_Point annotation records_

· · · · ·

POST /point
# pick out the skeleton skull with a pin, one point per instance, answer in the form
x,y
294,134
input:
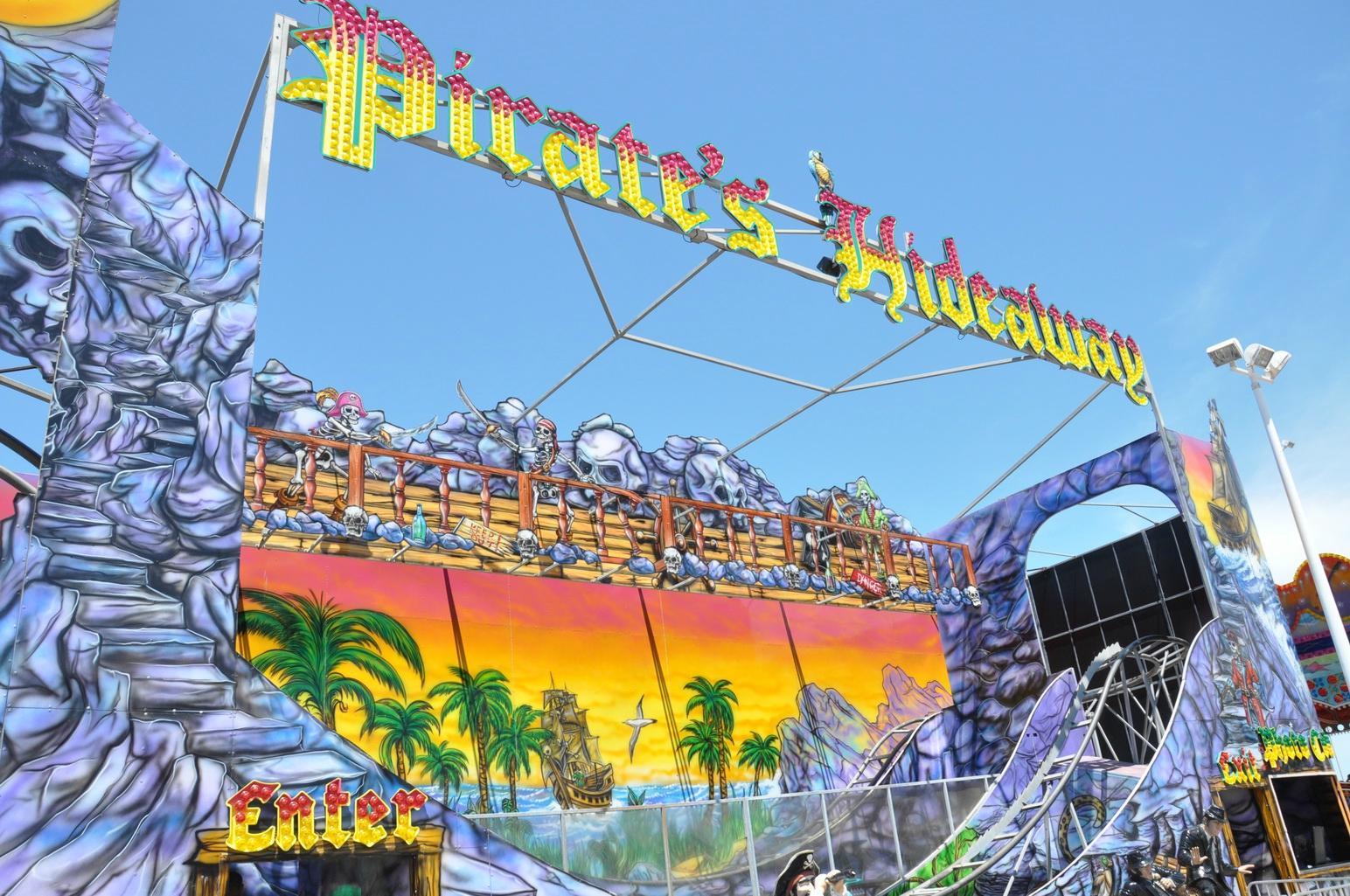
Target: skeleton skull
x,y
672,560
610,459
38,226
707,478
354,518
526,544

· · · · ·

_Your instructions_
Lay out each line of the entries above as a Markdown table with the columns No. and Line. Omit blank lines and leave the pictures out.

_Expected answer_
| No. | Line |
|---|---|
| 1 | POST /point |
| 2 | # pick out the skeleton skull with a pin, one point per instance, answer in the form |
| 3 | x,y |
| 4 | 294,134 |
| 5 | input: |
| 6 | Target: skeleton skull |
| 7 | x,y |
| 8 | 672,560 |
| 9 | 610,459 |
| 10 | 38,226 |
| 11 | 707,478 |
| 12 | 354,518 |
| 13 | 526,544 |